▸ **PAGE EXTRACT**
--------
The graph looks complicated, but it is not. The Y-axis indicates different wages, and the X-axis indicates a number of jobs (no numbers are given since this is hypothetical). The red line indicates how many workers will want to fill a certain position at a certain wage. It is upward sloping because the more the job pays; the more people will want it. The blue line indicates the number of jobs that will be made available at a certain wage. It is downward sloping, because business would gladly hire more people if they wanted less money.
The point where S (red line) and D (blue line) intersect represents the natural equilibrium for the market. In other words the meeting of the minds between the workers and businesses as they both agree to provide a number of positions for a number of workers at the same wage. In this graph, we say that this equilibrium wage is $5.15 (indicated by the lower gray line), granted the real equilibrium wage is probably lower, but this is just a hypothetical for this ex-ample. Now, say the government decided to raise minimum wage from $5.15 to $7.15 (indicated by the upper gray line). By increasing the minimum wage, we follow the demand curve (blue) to the point where it intersects the upper gray line. As a result, we see a drop in jobs businesses are willing to supply. Additionally, there are additional costs on society.
Without minimum wage, the area above the lower gray line and below the demand curve represents consumer surplus. This is the virtual benefit that businesses would achieve since they were willing to hire at higher wages for fewer employees but did not have to. The area between the lower gray line and the supply curve (red) represents producer surplus. This area represents virtual benefits to the workforce, because they were willing to work for lower wages. Now, as we see with the shift in the vertical line, there are two gray shaded areas A and B. These areas represent “dead weight” losses. The area A indicates what consumer surplus was previously and the area B indicate what producer surplus was previously. Since minimum wage prevents the market from operating in this area society carries the burden. The area D represents the consumer surplus, which is dramatically less, because we see the new area E that represents area that was formerly consumer surplus now become producer surplus. Thus, we now have a much larger producer surplus of the areas of C and E together.
Now, maximizing the producer surplus is not an issue here, because all that represents is greater benefit for the workers and I don’t have a problem with that. The problem lies with the dead weight losses. You can basically think of it this way: the dead weight area represents jobs that were destroyed by the increase in minimum wage.
As a result of job reduction, that means that the unskilled labor market becomes more competitive so lower skilled workers are pushed out. Thus, by increasing minimum wage you are hurting low income workers by reducing the availability of jobs.
You can take into consideration the hypothetical added value to the employees who manage to keep their employment. Well, it would initially appear that they would benefit, because their hourly wage is increased. However, since most minimum wage hikes exist below the poverty line, government programs just absorb the difference. So, say in a very simplistic way the government supplements wages by $3, make an effective wage $8.15, now after minimum wage is increased the supplemental income drops to $1, so the effective wage is still $8.15. So, from their prospective everything is basically the same.
--------
▸ **DIRECTIVES**
- 1) According to the minimum wage passage, which line on the graph shows how many workers will want to fill a position at a given wage?
- 2) List every lettered area of the graph that the minimum wage passage mentions.
- 3) Carry the minimum wage passage forward from its final sentence.

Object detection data
--------
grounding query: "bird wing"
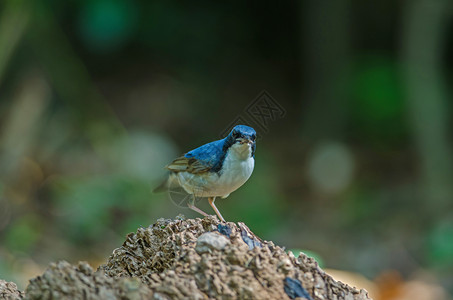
[165,140,224,174]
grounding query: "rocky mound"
[7,217,369,299]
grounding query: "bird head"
[226,125,256,156]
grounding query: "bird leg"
[187,203,209,217]
[208,197,225,222]
[187,195,209,217]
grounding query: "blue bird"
[165,125,256,222]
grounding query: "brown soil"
[0,217,369,300]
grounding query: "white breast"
[177,144,255,198]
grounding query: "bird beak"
[238,138,253,145]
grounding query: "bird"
[159,125,256,222]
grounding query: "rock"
[12,217,369,300]
[195,232,230,254]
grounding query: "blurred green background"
[0,0,453,299]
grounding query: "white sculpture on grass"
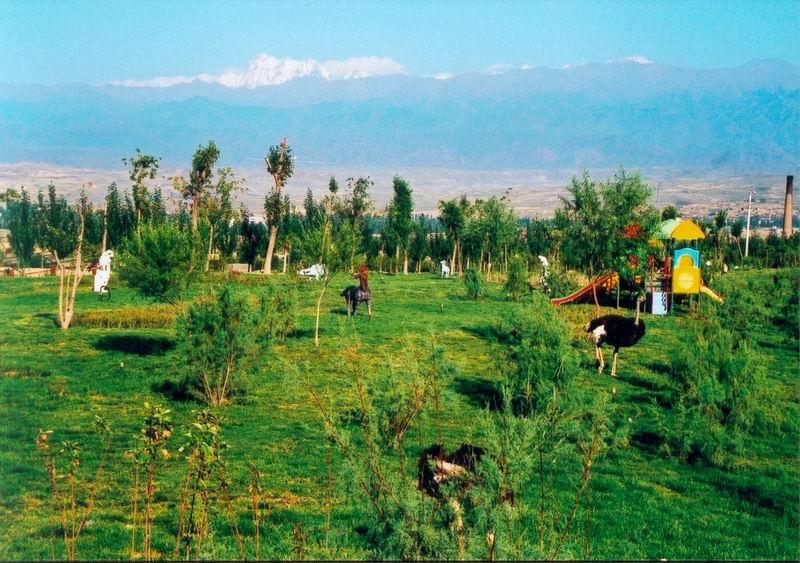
[94,250,114,293]
[297,264,325,280]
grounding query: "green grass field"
[0,274,800,560]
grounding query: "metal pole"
[744,192,755,258]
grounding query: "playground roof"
[658,218,706,240]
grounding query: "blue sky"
[0,0,800,84]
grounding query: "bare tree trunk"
[192,193,200,232]
[100,209,108,253]
[205,223,214,272]
[263,225,278,275]
[53,213,89,330]
[314,274,330,348]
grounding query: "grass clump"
[72,305,176,328]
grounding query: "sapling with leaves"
[126,403,173,561]
[173,410,245,559]
[36,415,112,561]
[178,285,274,406]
--------
▸ **OUTPUTS FOR THE TASKS**
- 1) The red line.

- 2) A, B, C, D, E

- 3)
Let’s take a look at the goals of minimum wage:
1. Prevent low paid work
2. Simulate economic growth by increasing buying power, and discouraging labor intense indus-tries (resulting in more investment in training, etc…)
Now, the first “benefit” has no real value. If the market is will to supply labor at a low cost it should be allowed. However, if you are trying to avoid exploitation, that is another matter I address later on. The second benefit is illusory. You don’t increase the buying power of the individuals due to the absorption of benefits by government programs. Furthermore, you actually impede economic growth by reducing the total amount of jobs on the market. Also, there is not intrinsic value in discouraging labor intense industries, if there is a market for the good there is no reason to stop it, it should be naturally regulated by how high a wage people demand to do it. The bottom line is that there is no justifiable argument for minimum wage.
Minimum wage should be abolished. There are better ways to help impoverished workers than by enforcing a minimum wage. Basically, what the government needs to do is own up to the task and pick up the slack rather than forcing the burden on to industry that then intends shifts the burden onto society. My general recommendation would be significant tax credits to people below the poverty line, and increased taxes to the wealthy.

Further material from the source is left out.